◆ Document passage:
To me, awareness, as the word is used today, should be a true awareness of the disease and its consequences. Awareness should be about regular breast exams. It should be about the wide-reaching scope of cancer, the sobering choices that many people face to save their lives, and it should include men’s health, too. Awareness should be more than a slogan about titties that inspires naughty giggles behind hands. Sure, people will be aware of breasts, or something to do with breasts, or just, you know…breasts. But this faux awareness doesn’t offer anything beyond that. No PSAs on early detection, yearly mammograms after 40, or unveiling the mystery of what breast cancer really is.

◆ Exercise details: Translate this sentence from the passage on breast cancer awareness into Spanish: "Awareness should be about regular breast exams." The lines that come next have nothing to do with the passage.

◆ Supplied data:
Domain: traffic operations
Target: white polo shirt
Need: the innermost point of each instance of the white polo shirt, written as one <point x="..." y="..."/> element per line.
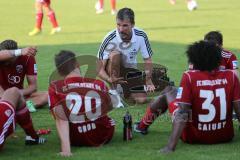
<point x="139" y="43"/>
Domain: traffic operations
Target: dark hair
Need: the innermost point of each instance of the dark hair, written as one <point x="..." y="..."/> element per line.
<point x="8" y="45"/>
<point x="204" y="55"/>
<point x="126" y="13"/>
<point x="214" y="36"/>
<point x="65" y="62"/>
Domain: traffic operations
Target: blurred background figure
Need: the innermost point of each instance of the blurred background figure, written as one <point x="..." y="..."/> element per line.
<point x="39" y="5"/>
<point x="100" y="5"/>
<point x="191" y="4"/>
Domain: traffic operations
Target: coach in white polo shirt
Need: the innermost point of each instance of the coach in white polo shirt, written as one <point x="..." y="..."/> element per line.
<point x="119" y="50"/>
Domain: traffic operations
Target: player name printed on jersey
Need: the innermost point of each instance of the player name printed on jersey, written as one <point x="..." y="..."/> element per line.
<point x="212" y="82"/>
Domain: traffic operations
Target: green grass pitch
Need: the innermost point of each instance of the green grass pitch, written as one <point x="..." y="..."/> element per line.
<point x="170" y="29"/>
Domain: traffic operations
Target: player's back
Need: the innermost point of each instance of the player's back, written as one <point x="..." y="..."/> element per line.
<point x="212" y="95"/>
<point x="85" y="102"/>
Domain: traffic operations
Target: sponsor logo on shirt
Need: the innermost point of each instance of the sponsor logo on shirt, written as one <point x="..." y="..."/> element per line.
<point x="35" y="68"/>
<point x="19" y="68"/>
<point x="235" y="64"/>
<point x="13" y="79"/>
<point x="179" y="93"/>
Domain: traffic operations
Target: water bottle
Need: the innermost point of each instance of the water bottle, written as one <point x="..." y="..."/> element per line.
<point x="127" y="127"/>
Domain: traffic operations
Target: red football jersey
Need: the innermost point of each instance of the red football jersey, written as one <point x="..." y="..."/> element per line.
<point x="229" y="61"/>
<point x="85" y="102"/>
<point x="210" y="96"/>
<point x="13" y="74"/>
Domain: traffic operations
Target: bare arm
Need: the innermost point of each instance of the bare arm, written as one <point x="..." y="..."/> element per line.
<point x="148" y="71"/>
<point x="32" y="85"/>
<point x="8" y="54"/>
<point x="179" y="123"/>
<point x="63" y="133"/>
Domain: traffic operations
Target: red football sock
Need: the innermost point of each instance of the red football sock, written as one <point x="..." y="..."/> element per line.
<point x="52" y="19"/>
<point x="39" y="18"/>
<point x="113" y="4"/>
<point x="25" y="121"/>
<point x="148" y="118"/>
<point x="101" y="2"/>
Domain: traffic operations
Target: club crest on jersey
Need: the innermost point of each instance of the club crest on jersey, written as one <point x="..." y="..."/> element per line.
<point x="8" y="112"/>
<point x="19" y="68"/>
<point x="179" y="93"/>
<point x="35" y="68"/>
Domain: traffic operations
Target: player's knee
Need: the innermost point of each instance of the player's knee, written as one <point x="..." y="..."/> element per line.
<point x="14" y="91"/>
<point x="115" y="55"/>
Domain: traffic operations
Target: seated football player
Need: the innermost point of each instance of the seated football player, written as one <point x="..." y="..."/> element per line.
<point x="229" y="59"/>
<point x="13" y="108"/>
<point x="46" y="5"/>
<point x="119" y="50"/>
<point x="79" y="106"/>
<point x="15" y="68"/>
<point x="202" y="109"/>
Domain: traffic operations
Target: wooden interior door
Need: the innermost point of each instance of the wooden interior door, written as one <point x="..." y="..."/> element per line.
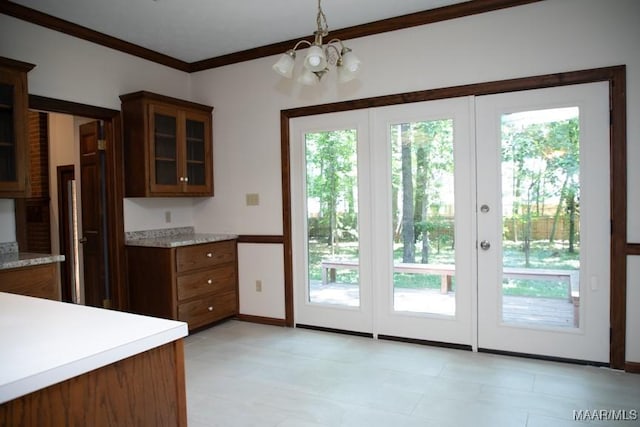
<point x="93" y="230"/>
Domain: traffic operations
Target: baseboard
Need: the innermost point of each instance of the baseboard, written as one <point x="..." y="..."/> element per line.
<point x="632" y="367"/>
<point x="262" y="320"/>
<point x="541" y="357"/>
<point x="426" y="342"/>
<point x="336" y="331"/>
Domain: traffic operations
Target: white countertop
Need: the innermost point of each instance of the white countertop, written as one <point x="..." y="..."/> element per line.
<point x="45" y="342"/>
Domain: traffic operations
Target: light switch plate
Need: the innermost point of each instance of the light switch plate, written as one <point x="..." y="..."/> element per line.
<point x="253" y="199"/>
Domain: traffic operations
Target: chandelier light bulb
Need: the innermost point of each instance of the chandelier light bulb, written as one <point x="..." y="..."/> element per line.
<point x="319" y="56"/>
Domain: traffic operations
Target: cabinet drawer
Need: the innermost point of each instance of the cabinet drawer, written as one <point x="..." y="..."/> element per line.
<point x="205" y="255"/>
<point x="215" y="280"/>
<point x="207" y="309"/>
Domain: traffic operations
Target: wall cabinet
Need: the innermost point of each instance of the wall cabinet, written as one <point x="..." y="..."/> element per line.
<point x="197" y="284"/>
<point x="14" y="105"/>
<point x="35" y="281"/>
<point x="167" y="146"/>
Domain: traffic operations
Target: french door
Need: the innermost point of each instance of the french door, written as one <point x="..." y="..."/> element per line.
<point x="544" y="222"/>
<point x="475" y="221"/>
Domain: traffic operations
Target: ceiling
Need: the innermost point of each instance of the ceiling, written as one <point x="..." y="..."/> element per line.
<point x="196" y="30"/>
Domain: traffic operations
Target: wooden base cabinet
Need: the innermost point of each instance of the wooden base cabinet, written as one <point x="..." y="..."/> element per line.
<point x="39" y="281"/>
<point x="197" y="284"/>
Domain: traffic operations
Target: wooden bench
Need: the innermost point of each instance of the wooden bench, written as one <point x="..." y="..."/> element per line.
<point x="447" y="271"/>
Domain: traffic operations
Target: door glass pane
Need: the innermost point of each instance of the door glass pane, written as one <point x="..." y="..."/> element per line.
<point x="541" y="217"/>
<point x="332" y="217"/>
<point x="165" y="145"/>
<point x="422" y="172"/>
<point x="195" y="152"/>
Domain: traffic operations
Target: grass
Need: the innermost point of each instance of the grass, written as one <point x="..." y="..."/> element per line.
<point x="542" y="255"/>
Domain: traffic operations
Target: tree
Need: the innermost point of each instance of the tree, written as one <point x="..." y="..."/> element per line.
<point x="331" y="160"/>
<point x="408" y="232"/>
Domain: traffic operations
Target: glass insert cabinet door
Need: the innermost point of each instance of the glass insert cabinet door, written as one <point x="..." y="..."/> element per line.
<point x="197" y="150"/>
<point x="13" y="128"/>
<point x="165" y="149"/>
<point x="179" y="150"/>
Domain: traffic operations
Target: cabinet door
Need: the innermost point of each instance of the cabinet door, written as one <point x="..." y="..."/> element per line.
<point x="13" y="108"/>
<point x="197" y="173"/>
<point x="165" y="152"/>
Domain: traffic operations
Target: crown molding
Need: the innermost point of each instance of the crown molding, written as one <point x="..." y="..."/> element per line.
<point x="444" y="13"/>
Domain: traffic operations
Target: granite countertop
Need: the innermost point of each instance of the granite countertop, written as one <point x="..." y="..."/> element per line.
<point x="173" y="237"/>
<point x="11" y="257"/>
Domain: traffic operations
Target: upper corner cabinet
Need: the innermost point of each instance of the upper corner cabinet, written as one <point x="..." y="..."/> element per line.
<point x="167" y="146"/>
<point x="14" y="105"/>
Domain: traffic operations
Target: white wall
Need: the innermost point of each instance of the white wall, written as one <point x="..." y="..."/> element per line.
<point x="541" y="38"/>
<point x="71" y="69"/>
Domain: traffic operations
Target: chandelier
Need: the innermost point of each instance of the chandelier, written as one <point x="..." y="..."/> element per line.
<point x="319" y="57"/>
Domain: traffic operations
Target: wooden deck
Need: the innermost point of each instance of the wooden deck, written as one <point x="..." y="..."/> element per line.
<point x="517" y="310"/>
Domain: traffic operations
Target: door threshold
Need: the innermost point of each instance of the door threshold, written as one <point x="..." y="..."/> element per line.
<point x="545" y="358"/>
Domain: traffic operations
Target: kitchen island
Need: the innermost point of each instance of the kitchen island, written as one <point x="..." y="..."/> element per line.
<point x="72" y="365"/>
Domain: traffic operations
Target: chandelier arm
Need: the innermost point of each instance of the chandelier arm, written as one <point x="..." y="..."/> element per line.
<point x="307" y="42"/>
<point x="321" y="21"/>
<point x="336" y="41"/>
<point x="319" y="56"/>
<point x="338" y="59"/>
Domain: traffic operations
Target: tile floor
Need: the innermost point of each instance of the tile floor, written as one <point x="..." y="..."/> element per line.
<point x="245" y="374"/>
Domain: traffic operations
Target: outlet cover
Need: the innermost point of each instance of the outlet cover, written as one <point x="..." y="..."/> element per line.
<point x="252" y="199"/>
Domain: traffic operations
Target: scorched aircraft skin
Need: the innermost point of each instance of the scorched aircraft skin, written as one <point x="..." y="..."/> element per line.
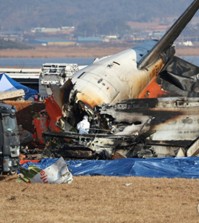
<point x="132" y="79"/>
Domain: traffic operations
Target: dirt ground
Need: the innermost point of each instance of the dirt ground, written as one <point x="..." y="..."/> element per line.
<point x="97" y="199"/>
<point x="100" y="199"/>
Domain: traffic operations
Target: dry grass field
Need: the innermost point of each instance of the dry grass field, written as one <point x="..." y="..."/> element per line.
<point x="100" y="199"/>
<point x="97" y="199"/>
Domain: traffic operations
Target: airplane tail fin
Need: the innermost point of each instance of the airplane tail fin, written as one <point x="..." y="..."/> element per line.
<point x="170" y="36"/>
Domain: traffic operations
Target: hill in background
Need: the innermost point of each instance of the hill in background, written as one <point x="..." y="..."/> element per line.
<point x="91" y="16"/>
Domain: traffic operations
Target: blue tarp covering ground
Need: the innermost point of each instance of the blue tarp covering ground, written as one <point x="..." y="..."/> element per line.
<point x="154" y="167"/>
<point x="8" y="84"/>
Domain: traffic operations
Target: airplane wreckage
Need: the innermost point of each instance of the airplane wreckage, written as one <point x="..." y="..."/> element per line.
<point x="142" y="102"/>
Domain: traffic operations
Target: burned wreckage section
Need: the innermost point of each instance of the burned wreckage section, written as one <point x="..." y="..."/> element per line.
<point x="148" y="127"/>
<point x="141" y="102"/>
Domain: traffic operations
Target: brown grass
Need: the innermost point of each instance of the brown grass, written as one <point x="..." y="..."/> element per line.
<point x="101" y="199"/>
<point x="77" y="51"/>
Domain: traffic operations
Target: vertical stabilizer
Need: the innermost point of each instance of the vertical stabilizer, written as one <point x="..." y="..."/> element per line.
<point x="170" y="36"/>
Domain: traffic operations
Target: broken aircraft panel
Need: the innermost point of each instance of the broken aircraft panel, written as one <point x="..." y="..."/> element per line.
<point x="140" y="128"/>
<point x="126" y="115"/>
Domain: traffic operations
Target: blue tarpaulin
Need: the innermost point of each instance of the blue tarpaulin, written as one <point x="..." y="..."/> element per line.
<point x="153" y="167"/>
<point x="8" y="84"/>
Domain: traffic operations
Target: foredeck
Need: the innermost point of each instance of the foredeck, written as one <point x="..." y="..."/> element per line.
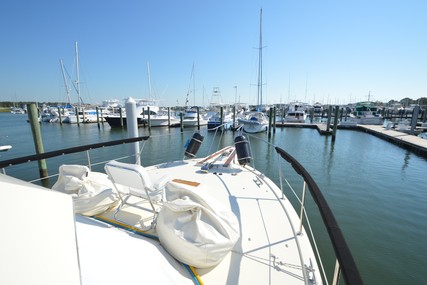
<point x="268" y="250"/>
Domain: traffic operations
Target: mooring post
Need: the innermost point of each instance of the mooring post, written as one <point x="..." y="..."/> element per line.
<point x="121" y="117"/>
<point x="274" y="120"/>
<point x="181" y="119"/>
<point x="415" y="113"/>
<point x="60" y="115"/>
<point x="149" y="120"/>
<point x="77" y="116"/>
<point x="269" y="121"/>
<point x="334" y="130"/>
<point x="198" y="119"/>
<point x="97" y="116"/>
<point x="328" y="123"/>
<point x="132" y="128"/>
<point x="234" y="117"/>
<point x="37" y="137"/>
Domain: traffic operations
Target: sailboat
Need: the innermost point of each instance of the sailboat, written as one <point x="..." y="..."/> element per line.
<point x="256" y="122"/>
<point x="83" y="115"/>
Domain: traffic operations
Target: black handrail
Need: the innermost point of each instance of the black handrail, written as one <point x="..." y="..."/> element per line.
<point x="342" y="252"/>
<point x="37" y="157"/>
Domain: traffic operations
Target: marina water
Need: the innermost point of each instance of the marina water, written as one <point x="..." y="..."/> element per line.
<point x="377" y="190"/>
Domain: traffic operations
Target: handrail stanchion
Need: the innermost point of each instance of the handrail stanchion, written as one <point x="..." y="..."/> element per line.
<point x="88" y="160"/>
<point x="302" y="208"/>
<point x="337" y="273"/>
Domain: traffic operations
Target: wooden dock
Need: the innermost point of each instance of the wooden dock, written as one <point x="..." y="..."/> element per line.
<point x="402" y="139"/>
<point x="410" y="142"/>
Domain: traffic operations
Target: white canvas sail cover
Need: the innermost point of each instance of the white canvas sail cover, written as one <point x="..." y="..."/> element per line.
<point x="92" y="192"/>
<point x="195" y="228"/>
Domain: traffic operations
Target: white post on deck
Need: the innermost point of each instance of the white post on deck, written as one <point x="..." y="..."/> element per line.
<point x="132" y="128"/>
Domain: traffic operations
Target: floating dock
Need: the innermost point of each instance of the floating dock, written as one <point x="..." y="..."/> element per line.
<point x="402" y="139"/>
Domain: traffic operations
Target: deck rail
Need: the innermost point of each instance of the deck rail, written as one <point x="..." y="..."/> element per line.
<point x="345" y="262"/>
<point x="38" y="157"/>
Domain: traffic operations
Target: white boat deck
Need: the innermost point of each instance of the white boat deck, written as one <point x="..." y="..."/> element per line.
<point x="267" y="249"/>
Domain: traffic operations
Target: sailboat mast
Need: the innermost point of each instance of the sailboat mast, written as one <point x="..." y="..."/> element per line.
<point x="65" y="81"/>
<point x="149" y="80"/>
<point x="260" y="62"/>
<point x="194" y="86"/>
<point x="77" y="76"/>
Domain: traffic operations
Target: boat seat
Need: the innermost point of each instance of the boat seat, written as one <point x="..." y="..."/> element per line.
<point x="133" y="180"/>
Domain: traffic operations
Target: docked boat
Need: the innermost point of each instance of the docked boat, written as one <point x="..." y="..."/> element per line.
<point x="162" y="119"/>
<point x="216" y="121"/>
<point x="296" y="113"/>
<point x="192" y="118"/>
<point x="142" y="107"/>
<point x="213" y="219"/>
<point x="368" y="114"/>
<point x="254" y="122"/>
<point x="86" y="116"/>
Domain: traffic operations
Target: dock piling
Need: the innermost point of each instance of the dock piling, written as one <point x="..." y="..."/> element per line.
<point x="37" y="137"/>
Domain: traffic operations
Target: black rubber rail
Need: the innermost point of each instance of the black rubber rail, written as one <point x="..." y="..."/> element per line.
<point x="348" y="266"/>
<point x="36" y="157"/>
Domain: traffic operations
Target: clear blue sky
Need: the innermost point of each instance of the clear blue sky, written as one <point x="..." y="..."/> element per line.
<point x="327" y="51"/>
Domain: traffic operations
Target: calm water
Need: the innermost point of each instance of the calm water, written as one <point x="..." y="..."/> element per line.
<point x="377" y="191"/>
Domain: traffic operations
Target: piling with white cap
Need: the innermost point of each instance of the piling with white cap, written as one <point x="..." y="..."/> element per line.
<point x="132" y="128"/>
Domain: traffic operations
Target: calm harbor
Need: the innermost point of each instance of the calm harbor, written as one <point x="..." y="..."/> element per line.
<point x="377" y="190"/>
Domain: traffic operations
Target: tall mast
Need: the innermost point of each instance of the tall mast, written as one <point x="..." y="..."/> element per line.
<point x="65" y="81"/>
<point x="77" y="76"/>
<point x="260" y="62"/>
<point x="149" y="80"/>
<point x="194" y="86"/>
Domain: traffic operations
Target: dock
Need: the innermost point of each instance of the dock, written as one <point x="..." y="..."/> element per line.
<point x="402" y="139"/>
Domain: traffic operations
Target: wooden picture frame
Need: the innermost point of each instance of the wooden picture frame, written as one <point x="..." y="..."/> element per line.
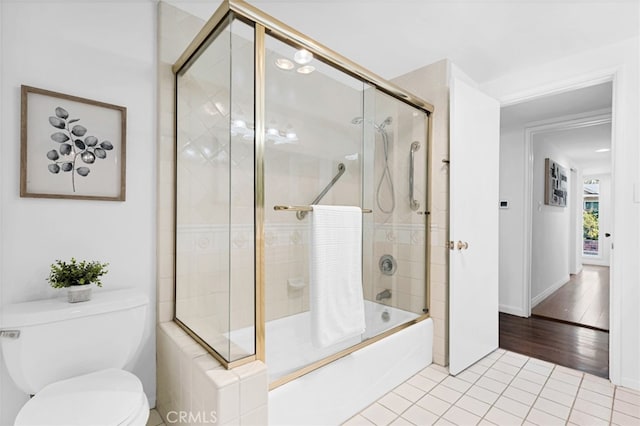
<point x="556" y="184"/>
<point x="71" y="147"/>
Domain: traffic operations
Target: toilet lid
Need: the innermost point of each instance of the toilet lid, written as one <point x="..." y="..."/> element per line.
<point x="106" y="397"/>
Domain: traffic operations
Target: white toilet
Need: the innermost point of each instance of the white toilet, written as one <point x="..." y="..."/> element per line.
<point x="71" y="357"/>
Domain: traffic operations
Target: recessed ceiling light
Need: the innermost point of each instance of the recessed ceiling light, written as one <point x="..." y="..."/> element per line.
<point x="303" y="56"/>
<point x="307" y="69"/>
<point x="284" y="64"/>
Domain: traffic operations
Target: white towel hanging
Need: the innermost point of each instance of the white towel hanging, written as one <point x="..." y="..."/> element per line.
<point x="336" y="297"/>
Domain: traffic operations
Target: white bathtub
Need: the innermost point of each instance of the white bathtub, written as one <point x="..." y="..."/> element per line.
<point x="288" y="339"/>
<point x="337" y="391"/>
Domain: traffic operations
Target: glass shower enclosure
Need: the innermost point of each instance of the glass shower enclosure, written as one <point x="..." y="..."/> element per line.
<point x="268" y="124"/>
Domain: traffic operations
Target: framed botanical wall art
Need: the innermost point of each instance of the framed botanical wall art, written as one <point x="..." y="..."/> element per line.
<point x="555" y="184"/>
<point x="71" y="147"/>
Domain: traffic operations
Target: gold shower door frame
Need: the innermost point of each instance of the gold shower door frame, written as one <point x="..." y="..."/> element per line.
<point x="264" y="24"/>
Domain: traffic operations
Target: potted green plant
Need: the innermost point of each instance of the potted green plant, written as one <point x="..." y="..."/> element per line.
<point x="77" y="277"/>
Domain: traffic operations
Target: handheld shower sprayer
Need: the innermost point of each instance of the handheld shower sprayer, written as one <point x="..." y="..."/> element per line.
<point x="386" y="172"/>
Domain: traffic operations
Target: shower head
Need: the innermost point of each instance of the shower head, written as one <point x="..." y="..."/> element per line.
<point x="379" y="127"/>
<point x="386" y="122"/>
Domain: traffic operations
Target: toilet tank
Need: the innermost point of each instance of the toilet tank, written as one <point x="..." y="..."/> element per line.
<point x="59" y="340"/>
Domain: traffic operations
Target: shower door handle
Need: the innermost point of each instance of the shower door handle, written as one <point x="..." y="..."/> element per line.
<point x="413" y="204"/>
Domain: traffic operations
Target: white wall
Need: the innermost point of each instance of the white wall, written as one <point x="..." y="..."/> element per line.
<point x="621" y="61"/>
<point x="98" y="50"/>
<point x="550" y="227"/>
<point x="512" y="233"/>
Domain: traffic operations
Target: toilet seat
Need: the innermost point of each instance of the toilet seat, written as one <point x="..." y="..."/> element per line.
<point x="108" y="397"/>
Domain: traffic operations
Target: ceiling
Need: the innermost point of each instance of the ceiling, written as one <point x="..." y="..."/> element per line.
<point x="485" y="38"/>
<point x="578" y="101"/>
<point x="581" y="144"/>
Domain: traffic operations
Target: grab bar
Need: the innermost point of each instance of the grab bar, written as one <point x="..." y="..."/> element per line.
<point x="414" y="204"/>
<point x="301" y="214"/>
<point x="306" y="209"/>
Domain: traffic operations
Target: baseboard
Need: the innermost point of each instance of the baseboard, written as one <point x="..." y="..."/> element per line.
<point x="596" y="262"/>
<point x="512" y="310"/>
<point x="535" y="301"/>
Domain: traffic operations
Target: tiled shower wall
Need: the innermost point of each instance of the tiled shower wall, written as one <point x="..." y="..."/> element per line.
<point x="192" y="385"/>
<point x="286" y="240"/>
<point x="431" y="84"/>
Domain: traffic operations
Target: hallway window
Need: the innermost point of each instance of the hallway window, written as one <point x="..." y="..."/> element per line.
<point x="590" y="213"/>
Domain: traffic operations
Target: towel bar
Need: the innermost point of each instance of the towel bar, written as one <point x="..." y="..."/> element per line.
<point x="305" y="209"/>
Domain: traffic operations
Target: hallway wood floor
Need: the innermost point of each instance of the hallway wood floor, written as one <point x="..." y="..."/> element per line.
<point x="584" y="300"/>
<point x="564" y="344"/>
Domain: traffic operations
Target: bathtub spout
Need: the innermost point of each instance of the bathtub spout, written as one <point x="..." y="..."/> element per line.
<point x="385" y="294"/>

◆ Answer to the exercise: La concientización debería centrarse en los exámenes de mama periódicos.